Stata: Data Analysis and Statistical Software

Notice: On April 23, 2014, Statalist moved from an email list to a forum, based at statalist.org.

[Date Prev][Date Next][Thread Prev][Thread Next][Date Index][Thread Index]

Re: st: new variables creation with unbalanced panel

From	Eric Booth <[email protected]>
To	"<[email protected]>" <[email protected]>
Subject	Re: st: new variables creation with unbalanced panel
Date	Wed, 13 Oct 2010 17:34:28 +0000

<>

Nick/Ulrich:

Yes, thanks for the helpful pointers.    

@Nick:   When generating random/fake data I always just open -help random- file and copy and paste the formula from the line:
	" To generate random integers over [a,b], use a+int((b-a+1)*runiform())."
and fill in my a and b.  The laziness on my part of not solving the arithmetic probably only adds to the confusion of others.

@Uli:  Yes, I learned something here.  The use of your "tag" variable in the bysort prefix and the "w" to avoid the complicated looping is very useful.  Thanks.  Hopefully this will be easier to implement for Laura.

- Eric

__
Eric A. Booth
Public Policy Research Institute
Texas A&M University
[email protected]
Office: +979.845.6754
Fax: +979.845.0249
http://ppri.tamu.edu

On Oct 13, 2010, at 11:45 AM, Ulrich Kohler wrote:

> Ok, do you mean then:
> 
> -----------------------------------------example.do
> 
> // Create the data (taken from E. Booth)

____

— YOUR OBJECTIVE —
Carry on the Statalist thread about creating new variables in an unbalanced panel, starting right after its last line.

(Collected data)
____

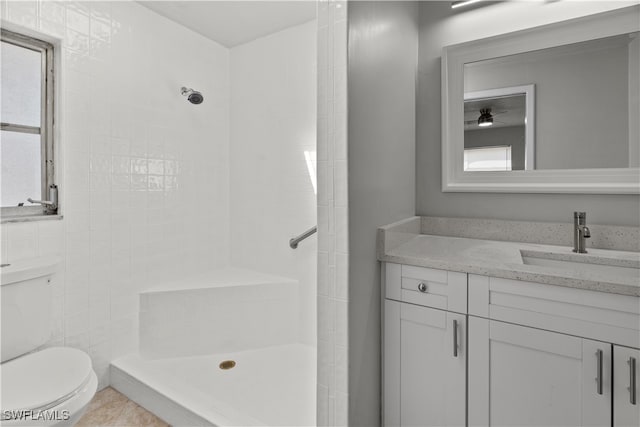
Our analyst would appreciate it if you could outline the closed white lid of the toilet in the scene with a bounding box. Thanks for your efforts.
[0,347,91,410]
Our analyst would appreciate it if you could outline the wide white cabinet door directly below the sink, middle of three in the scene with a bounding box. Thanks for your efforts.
[469,316,612,426]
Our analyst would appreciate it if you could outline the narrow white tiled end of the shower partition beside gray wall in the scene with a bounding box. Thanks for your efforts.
[317,0,349,426]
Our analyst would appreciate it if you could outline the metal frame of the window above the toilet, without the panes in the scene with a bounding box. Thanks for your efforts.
[0,28,57,220]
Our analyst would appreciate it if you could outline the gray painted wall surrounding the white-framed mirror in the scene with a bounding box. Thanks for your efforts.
[416,1,640,226]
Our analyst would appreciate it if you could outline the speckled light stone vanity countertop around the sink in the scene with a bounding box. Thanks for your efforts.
[378,217,640,297]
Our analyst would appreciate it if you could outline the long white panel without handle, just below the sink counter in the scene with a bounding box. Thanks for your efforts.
[469,274,640,347]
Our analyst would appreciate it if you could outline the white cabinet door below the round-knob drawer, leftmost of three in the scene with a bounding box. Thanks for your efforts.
[384,300,466,427]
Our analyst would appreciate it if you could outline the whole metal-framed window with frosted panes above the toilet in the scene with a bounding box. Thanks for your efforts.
[0,29,57,217]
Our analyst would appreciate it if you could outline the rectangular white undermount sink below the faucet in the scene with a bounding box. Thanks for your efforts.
[520,251,640,279]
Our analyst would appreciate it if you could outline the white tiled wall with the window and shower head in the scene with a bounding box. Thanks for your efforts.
[0,0,229,388]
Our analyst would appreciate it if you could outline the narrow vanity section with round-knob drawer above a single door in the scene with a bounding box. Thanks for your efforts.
[383,263,467,426]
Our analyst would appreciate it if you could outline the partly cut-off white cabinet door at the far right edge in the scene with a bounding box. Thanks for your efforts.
[613,346,640,427]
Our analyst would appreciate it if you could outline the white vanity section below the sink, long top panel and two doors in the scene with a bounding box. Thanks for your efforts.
[467,274,640,427]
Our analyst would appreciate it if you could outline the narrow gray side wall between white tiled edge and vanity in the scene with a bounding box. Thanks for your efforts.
[348,1,418,426]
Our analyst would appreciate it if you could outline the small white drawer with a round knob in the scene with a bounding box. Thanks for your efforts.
[384,263,467,313]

____

— RESPONSE AREA —
> clear
> set obs 20
> set seed 731
> gen str1 ctr  = "A" in 1/5
> replace ctr = "B" in 6/18
> replace ctr = "C" in 19/20
> 
> bys ctr: g year = _n
> gen x = 1+int((10-1+1)*runiform())
> 
> replace x = . in 2/4 
> replace x = . in 7/8
> replace x = . in 12/13
> gen y = 1+int((100-1+1)*runiform())
> 
> // Variable 1
> gen misx = mi(x)
> bysort misx ctr (year): gen diff_x = x-x[_n-1] if !misx
> 
> // Variable 2 
> bysort ctr (year): gen tag = 1 if !misx
> by ctr (year): replace tag = sum(tag)
> bysort ctr tag: gen w = _N
> bysort ctr tag: egen meaninit = mean(y)
> bysort ctr (year): ///
>  gen avg_y = (y + meaninit[_n-1]*w[_n-1])/(w[_n-1]+1) if !mi(x)
> 
> drop tag w meaninit
> 
> // Variable 3
> bysort misx ctr (year): gen initial_x = x[_n-1] if !misx
> 
> // Show results
> sort ctr year
> list 
> 
> -----------------------------------------------------
> 
> 
> This is also not a oneliner for variable 2 but does not require a loop. 
> It calculates the mean as a weighted average of the one value and the
> mean of tagged values.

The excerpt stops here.